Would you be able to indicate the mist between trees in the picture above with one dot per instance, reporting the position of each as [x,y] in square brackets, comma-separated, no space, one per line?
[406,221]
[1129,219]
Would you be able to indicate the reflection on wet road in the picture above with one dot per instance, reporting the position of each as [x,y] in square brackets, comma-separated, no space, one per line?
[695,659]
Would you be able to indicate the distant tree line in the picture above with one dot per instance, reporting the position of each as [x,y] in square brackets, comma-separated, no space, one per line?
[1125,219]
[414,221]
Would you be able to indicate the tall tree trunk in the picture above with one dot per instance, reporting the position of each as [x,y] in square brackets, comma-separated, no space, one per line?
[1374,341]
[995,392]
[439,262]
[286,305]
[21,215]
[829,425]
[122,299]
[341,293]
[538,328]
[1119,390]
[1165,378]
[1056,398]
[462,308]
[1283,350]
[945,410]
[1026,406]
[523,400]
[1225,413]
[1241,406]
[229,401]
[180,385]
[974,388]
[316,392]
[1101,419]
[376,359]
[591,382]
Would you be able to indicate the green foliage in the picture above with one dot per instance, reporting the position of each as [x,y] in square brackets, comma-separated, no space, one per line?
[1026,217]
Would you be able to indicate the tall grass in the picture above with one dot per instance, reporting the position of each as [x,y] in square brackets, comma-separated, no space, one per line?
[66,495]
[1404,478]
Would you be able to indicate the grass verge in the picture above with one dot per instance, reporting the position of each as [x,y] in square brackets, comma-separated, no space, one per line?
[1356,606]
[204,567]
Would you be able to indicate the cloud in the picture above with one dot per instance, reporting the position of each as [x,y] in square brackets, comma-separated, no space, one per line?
.....
Copy the whole listing above word for word, keeping every line in its original order.

* _Response to this exercise_
Would you be able to indicate the mist between trees in the picture above with one dot per instance, reporting the position of each as [x,y] in square brackets, comma-separated, no space, one per line?
[406,221]
[1129,219]
Would you be able to indicate the reflection on wet road in the picture above with one dot per instance, reporting the position of each as [x,y] in square brackets, comma-separated, no space, one per line?
[695,659]
Would you be able to indicate the distant tree line in the picture above with one dot per instance, reporting the position of each as [x,y] in square brackets, comma-separated, no space, one per line?
[1125,219]
[414,221]
Would you be able to indicate the tall tree trunk in the picture above with one dot per instance, reporting the position of each as [x,y] in square brackets, comma-separated, no space, one per line?
[1374,341]
[995,392]
[439,262]
[286,305]
[21,215]
[829,425]
[122,299]
[341,293]
[538,328]
[1119,390]
[1165,378]
[1056,398]
[462,308]
[1283,350]
[945,410]
[1026,406]
[523,400]
[1225,413]
[1241,406]
[229,401]
[180,385]
[974,388]
[316,392]
[1101,419]
[376,359]
[591,382]
Would you be able to indicate the green foliage in the picture above with one dot per instance, reporting the position of each as [x,y] in square brackets, comma-separated, no space, one per line?
[1026,217]
Would you be able to indicate the tall grass in the picture above with one dot per instance, reporting the position of each as [x,y] in square brackets, comma-separated, no space, one per line?
[66,495]
[1404,478]
Would you be able to indicate the grass verge in the picture above with one dot per instance, reporting the position of each as [x,y] in square brackets, comma-separated, no space, one per line?
[1356,606]
[204,567]
Would you be able to indicate the cloud in the picture above with one dot per instance, reporting the position of each as [x,y] in square brackets, comma-separated, no space, one per line?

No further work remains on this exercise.